# Task objective
Extract the listing below in full, unchanged.

# Extracted material
>> Start
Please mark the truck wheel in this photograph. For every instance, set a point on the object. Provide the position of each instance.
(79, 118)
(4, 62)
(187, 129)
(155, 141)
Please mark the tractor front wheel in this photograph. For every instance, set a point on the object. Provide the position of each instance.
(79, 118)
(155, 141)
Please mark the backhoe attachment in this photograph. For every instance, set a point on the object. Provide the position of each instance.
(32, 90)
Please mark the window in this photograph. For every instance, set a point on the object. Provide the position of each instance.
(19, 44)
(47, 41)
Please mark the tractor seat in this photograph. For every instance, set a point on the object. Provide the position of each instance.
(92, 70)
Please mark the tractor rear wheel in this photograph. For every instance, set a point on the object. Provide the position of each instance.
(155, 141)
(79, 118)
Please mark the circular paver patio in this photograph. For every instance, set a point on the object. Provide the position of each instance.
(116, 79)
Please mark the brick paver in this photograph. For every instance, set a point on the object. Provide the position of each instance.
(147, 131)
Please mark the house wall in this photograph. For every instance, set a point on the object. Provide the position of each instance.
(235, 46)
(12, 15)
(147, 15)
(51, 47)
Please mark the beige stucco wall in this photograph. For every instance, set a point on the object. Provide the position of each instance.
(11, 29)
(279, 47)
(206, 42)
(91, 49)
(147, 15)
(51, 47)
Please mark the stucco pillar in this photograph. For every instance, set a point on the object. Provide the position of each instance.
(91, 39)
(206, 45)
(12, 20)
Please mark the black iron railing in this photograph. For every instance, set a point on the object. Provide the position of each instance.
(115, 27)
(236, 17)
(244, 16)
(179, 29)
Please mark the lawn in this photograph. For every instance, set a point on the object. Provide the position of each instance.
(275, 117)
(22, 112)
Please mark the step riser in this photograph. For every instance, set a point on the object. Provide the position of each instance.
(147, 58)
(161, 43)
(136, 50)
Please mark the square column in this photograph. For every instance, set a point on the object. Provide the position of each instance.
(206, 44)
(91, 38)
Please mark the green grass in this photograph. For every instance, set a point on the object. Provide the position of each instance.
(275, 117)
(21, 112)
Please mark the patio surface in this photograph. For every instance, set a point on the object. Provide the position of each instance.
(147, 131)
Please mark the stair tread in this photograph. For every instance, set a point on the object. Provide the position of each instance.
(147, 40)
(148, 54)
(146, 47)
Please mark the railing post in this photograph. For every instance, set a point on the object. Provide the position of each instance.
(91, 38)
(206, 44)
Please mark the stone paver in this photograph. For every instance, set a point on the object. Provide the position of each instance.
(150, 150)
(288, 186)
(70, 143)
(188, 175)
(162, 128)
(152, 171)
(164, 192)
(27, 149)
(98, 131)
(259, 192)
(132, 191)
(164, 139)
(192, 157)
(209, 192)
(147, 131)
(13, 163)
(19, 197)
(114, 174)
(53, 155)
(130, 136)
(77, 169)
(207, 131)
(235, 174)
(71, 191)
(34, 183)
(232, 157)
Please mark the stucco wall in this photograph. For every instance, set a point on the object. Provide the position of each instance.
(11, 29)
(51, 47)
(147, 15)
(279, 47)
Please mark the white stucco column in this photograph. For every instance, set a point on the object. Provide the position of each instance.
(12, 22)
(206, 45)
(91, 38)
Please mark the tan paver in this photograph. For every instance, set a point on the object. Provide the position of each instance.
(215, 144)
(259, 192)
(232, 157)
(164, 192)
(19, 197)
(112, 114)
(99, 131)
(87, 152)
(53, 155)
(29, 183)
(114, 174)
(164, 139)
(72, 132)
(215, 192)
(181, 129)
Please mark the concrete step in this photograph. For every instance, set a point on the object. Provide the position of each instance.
>> End
# Full solution
Please mark the truck wheel in this photograph. For every instance, set a point on the object. Provide the position of each instance.
(79, 118)
(4, 62)
(187, 129)
(155, 141)
Please mark the tractor front wheel in this photograph. For every instance, set a point on the object. Provide the position of each instance.
(79, 118)
(155, 141)
Please mark the backhoe attachment in this photograph. For every instance, set a point on the object. Provide the position of each instance.
(32, 90)
Please mark the window in this photograph. For every instance, set a point on the object. Provide the position of each instance.
(19, 44)
(47, 41)
Please mark the tractor seat in this photograph. For every instance, set a point on the object. Provide the position of each instance.
(92, 70)
Please mark the tractor rear wheel in this photograph. For every instance, set a point on the object. Provide the position of each instance.
(155, 141)
(79, 118)
Please mark the circular paver patio in this photograph. For every instance, set a point on the object. Provide the position of each instance.
(116, 79)
Please mark the brick paver in this photograph. For every instance, set a point on the object. Provide the position of each instance.
(147, 131)
Please mark the house wall in this photograph. For every instance, set a point on the object. Provide the position of each instance.
(235, 46)
(12, 15)
(147, 15)
(51, 47)
Please mark the beige stucco wall in this photograph. For every instance, set a point on the object. Provide the position of each instance.
(11, 29)
(279, 47)
(206, 42)
(91, 49)
(147, 15)
(51, 47)
Please mark the stucco pillar in this photograph. For every instance, set a point on the object. Provide the position of each instance.
(91, 39)
(206, 45)
(12, 20)
Please mark the black iron railing in this photograph. For every instance, set a point on the object. Provide the position of each instance.
(115, 27)
(236, 17)
(244, 16)
(179, 29)
Please mark the lawn in this photograph. For every instance, set a point on the object. Provide the position of each instance.
(275, 117)
(22, 112)
Please mark the step riser in this photograph. For every instance, set a point on the object. Provide the position of each instance.
(147, 58)
(161, 43)
(136, 50)
Please mark the square column in this photograph. For every instance, set a point on the object. Provide the position of each instance.
(206, 44)
(91, 38)
Please mark the green grass in this photograph. For every instance, set a point on the object. Provide the position of each instance.
(275, 117)
(21, 112)
Please mark the patio surface in this photograph. For every instance, set a point on the object. Provide the position of each instance.
(147, 131)
Please mark the stair tread in this photograph. For every instance, set a point on the object. Provide the position of each instance.
(147, 40)
(148, 54)
(146, 47)
Please mark the railing post in this photograph. For every instance, set a point on the object. Provide the position of each instance.
(91, 38)
(206, 44)
Please mark the stone paver in this photograph. For every instance, set a point on the object. Provide the position of each instance.
(150, 150)
(288, 186)
(70, 143)
(188, 175)
(162, 128)
(152, 171)
(164, 192)
(27, 149)
(98, 131)
(259, 192)
(132, 191)
(164, 139)
(192, 157)
(209, 192)
(147, 131)
(13, 163)
(19, 197)
(114, 174)
(53, 155)
(130, 136)
(77, 169)
(207, 131)
(235, 174)
(71, 191)
(34, 183)
(232, 157)
Please mark the stucco wall in this photograph. For every instance, set a point on the object. Provide the position of each instance.
(11, 29)
(51, 47)
(147, 15)
(279, 47)
Please mark the white stucco column in this photograph. For every instance, set a point on the object. Provide the position of each instance.
(12, 22)
(206, 45)
(91, 38)
Please mark the tan paver in this photograph. For every instance, set a point on the object. Provide the position of each instance.
(215, 144)
(259, 192)
(232, 157)
(164, 192)
(19, 197)
(112, 114)
(99, 131)
(87, 152)
(53, 155)
(29, 183)
(114, 174)
(164, 139)
(72, 132)
(215, 192)
(181, 129)
Please mark the concrete step in this photograph. For every instance, set a point on the object. Provide the position of each instance.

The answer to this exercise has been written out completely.